> _Explore the material_
a) Reproduce the passage from the article about the play Strife, starting with "All of them" and going on through "stories and identity.".
b) According to the article about the play Strife, on what dates does the production run in Tarragon's Extraspace?
c) Resume the article about the play Strife, picking up after its final sentence.

> _Excerpt to read_
○ ○ ○ ○ ○ ○ ○
Strife, A Punctuate! Theatre Production in Association with Tarragon Theatre, is a world premiere presentation. Written by Matthew MacKenzie and directed by Yvette Nolan, the play revolves around issues of identity and legacy, and takes the stage in Tarragon’s Extraspace from April 7 to 26, 2026.
The play revolves around issues of identity, power, and the politics of representation, and features an all-Indigenous cast, along with key members of the creative team.
After Nathan, an Indigenous climate activist, is brutally murdered, the play asks the question: who can speak for him? Monique is his sister, and she’s haunted by grief. She has visions that link back to her heritage.
But Monique, and her husband Eddie, work in Alberta’s oil patch, and have little to do with the climate activism that Nathan held dear. Sarah, Nathan’s partner, is a fellow activist, and Eleanor, his mentor, is a university lecturer on Indigenous rights and history.
All of them love Nathan. But, who gets to speak for him?
Matthew MacKenzie
Acclaimed playwright Matthew MacKenzie is a two-time Dora Award winner. Toronto theatre lovers will remember him from his First Métis Man of Odesa and Bears. He founded Punctuate! Theatre to explore Indigenous stories and identity.
The Canadian playwright is a citizen of the Métis Nation of Alberta, and a graduate of the playwriting program at the National Theatre School of Canada. He launched he Pyretic Productions theatre company in 2008, and staged productions in Edmonton. He premiered his play Sia at Toronto’s Factory Theatre in 2012. MacKenzie began to explore his identity as a Métis man, which had been previously hidden by his family, with Bears in 2015. It was subsequently presented in Toronto, where it won two Dora Awards, and later toured to Vancouver.
The First Métis Man of Odesa tells the true story of meeting his relationship with Ukrainian actress Mariya Khomutova. The play premiered at Toronto’s The Theatre Centre in 2023, and went on to tour to Edmonton, Vancouver, Saskatoon, and Winnipeg.
Along with his work as a playwright, MacKenzie is also a member of the faculty of Dramatic Arts at Brock University.
Yvette Nolan
Playwright, director and dramaturg Yvette Nolan works across Turtle Island. She served as Artistic Director of Native Earth Performing Arts from 2003 until 2011, and was one of ten writers on Gabriel Dumont’s Wild West Show. As a playwright, she has written Annie Mae’s Movement, The Unplugging, The Birds, the dance-opera Bearing, the libretto Shawnadithit, and the short play-for-film Katharsis, among others.
○ ○ ○ ○ ○ ○ ○
> _Source data_
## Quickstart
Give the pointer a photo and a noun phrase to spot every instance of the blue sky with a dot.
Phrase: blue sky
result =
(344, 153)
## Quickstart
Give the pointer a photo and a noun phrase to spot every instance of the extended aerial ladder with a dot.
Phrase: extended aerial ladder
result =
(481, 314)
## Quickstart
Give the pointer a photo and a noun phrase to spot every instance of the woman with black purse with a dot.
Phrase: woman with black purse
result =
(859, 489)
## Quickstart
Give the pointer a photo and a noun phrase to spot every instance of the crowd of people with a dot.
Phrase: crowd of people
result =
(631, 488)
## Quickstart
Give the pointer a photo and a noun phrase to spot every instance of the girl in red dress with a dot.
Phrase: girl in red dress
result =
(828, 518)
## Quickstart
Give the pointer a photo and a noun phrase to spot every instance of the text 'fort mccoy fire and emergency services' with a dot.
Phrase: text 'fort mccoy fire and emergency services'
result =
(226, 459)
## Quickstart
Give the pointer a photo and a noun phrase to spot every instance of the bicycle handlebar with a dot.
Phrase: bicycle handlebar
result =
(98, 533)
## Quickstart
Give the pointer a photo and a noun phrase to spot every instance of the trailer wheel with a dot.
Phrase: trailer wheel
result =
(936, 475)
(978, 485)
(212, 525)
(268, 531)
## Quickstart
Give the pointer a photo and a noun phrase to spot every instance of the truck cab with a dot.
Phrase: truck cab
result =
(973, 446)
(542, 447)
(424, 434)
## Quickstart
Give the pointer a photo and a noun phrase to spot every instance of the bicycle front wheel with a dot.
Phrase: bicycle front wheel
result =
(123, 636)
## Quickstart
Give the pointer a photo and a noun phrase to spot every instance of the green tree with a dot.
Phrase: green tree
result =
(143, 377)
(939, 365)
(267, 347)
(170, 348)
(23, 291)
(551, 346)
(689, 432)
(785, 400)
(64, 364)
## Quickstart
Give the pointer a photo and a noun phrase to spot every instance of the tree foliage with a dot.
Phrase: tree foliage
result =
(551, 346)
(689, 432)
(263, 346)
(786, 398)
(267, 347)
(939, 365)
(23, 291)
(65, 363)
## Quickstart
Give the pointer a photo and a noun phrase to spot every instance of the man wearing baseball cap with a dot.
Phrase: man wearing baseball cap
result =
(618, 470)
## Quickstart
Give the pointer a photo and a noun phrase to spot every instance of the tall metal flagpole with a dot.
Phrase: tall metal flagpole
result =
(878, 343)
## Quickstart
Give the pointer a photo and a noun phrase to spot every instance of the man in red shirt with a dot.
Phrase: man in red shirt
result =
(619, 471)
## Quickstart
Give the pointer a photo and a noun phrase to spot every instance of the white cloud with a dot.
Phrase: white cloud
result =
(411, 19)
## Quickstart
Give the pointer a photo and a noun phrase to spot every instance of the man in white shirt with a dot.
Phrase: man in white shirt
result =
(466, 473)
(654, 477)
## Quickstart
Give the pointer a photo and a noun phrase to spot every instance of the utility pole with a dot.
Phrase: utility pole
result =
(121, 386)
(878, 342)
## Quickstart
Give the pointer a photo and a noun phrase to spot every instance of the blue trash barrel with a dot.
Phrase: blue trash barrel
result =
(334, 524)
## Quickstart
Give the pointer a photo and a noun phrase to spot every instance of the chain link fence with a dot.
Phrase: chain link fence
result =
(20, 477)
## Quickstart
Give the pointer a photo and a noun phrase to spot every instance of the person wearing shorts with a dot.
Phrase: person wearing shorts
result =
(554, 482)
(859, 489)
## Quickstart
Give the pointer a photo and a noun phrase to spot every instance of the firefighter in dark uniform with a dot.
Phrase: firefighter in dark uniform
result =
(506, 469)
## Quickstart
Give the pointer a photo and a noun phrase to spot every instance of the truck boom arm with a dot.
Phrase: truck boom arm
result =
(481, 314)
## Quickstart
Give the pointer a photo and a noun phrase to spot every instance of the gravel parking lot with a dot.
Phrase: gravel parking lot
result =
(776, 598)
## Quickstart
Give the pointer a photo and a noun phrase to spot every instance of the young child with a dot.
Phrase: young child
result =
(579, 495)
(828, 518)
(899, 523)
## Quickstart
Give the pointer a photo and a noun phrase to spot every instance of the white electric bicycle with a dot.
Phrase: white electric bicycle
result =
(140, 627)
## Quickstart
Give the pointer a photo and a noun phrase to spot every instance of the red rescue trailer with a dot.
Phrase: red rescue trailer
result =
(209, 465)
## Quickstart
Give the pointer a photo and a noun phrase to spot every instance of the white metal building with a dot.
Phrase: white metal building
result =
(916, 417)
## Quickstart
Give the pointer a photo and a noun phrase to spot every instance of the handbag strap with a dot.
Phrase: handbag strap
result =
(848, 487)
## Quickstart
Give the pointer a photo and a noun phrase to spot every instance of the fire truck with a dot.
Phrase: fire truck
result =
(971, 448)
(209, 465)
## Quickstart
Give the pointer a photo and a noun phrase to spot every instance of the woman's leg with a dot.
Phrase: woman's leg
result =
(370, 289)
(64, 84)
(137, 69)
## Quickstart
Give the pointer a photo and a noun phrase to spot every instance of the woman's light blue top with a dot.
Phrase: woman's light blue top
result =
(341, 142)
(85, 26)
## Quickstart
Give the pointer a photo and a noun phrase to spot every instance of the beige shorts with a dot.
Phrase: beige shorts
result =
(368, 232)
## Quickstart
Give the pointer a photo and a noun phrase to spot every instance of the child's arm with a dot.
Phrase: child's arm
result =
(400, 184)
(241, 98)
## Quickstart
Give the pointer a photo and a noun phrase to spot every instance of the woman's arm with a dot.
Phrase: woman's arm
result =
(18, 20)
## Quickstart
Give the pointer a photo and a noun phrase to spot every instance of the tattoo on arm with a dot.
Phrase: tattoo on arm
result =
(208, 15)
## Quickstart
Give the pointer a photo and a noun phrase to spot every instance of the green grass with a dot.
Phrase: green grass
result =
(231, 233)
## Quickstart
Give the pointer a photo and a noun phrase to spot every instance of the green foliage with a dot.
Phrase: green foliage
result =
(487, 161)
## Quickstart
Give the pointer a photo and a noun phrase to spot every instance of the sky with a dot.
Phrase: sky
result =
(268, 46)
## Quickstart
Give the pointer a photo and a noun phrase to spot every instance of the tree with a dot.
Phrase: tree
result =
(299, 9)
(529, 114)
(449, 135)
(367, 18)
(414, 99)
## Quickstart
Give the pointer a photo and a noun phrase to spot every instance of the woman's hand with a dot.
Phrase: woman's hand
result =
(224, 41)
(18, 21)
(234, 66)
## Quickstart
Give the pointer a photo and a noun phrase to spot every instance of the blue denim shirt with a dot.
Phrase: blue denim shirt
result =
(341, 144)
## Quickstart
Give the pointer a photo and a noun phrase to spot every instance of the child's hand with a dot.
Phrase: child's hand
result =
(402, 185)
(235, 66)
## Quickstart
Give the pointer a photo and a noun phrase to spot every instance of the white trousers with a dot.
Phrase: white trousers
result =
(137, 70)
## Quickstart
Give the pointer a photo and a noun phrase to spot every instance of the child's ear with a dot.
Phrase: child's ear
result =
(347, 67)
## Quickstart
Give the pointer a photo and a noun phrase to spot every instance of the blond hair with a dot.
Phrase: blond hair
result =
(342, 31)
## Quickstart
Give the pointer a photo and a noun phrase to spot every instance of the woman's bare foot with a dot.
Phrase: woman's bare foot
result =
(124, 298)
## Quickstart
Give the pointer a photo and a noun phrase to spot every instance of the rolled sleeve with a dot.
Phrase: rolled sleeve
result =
○ ○ ○ ○ ○ ○ ○
> _Answers to the problems_
a)
All of them love Nathan. But, who gets to speak for him?
Matthew MacKenzie
Acclaimed playwright Matthew MacKenzie is a two-time Dora Award winner. Toronto theatre lovers will remember him from his First Métis Man of Odesa and Bears. He founded Punctuate! Theatre to explore Indigenous stories and identity.

b) April 7 to 26, 2026.

c)
Yvette is the author of two books, Medicine Shows (2015), and Performing Indegeneity (2016). She is working towards her Masters in Public Policy at Johnson Shoyama Graduate School of Public Policy.
Matthew MacKenzie & Yvette Nolan: The Interview
One of the issues central to the play is the acknowledgment of how complex and nuanced Indigenous identity is in reality — as opposed to how mainstream discourse tends to lump them all together into a monolithic concept. That complexity is built into the production.
“I think that, you have an all-star cast of Indigenous actors, six Indigenous actors, and when you get them on stage, they don’t look the same. They don’t sound the same,” Matthew MacKenzie points out.
“I think that that is something that I’ve tried to capture with the characters in the play,” MacKenzie says, “regardless of different politics, different backgrounds, different connections to community, different connections to lived experience as an Indigenous person, and just tried to bring some conversations that I think happen often times in private with Indigenous folks, but seemingly, more and more, are being kind of had on social media in this sort of weird public forum by Indigenous people and non-Indigenous people. I had a really strong desire to bring these conversations back into a space where it’s Indigenous folks speaking with Indigenous folks.”
Characters
Monique, Nathan’s sister, is central to the story. In her grief, she’s visited by recurring dreams where the Owl figures prominently. The Owl is both a symbol of sudden change and a conduit of spirits with unfinished business.
“Monique raised her brother from the time that he was ten by herself,” explains Yvette Nolan. She was busy with the day to day tasks of raising her sibling, and keeping a roof over their heads. “One of the things that fell by the wayside was cultural teachings.”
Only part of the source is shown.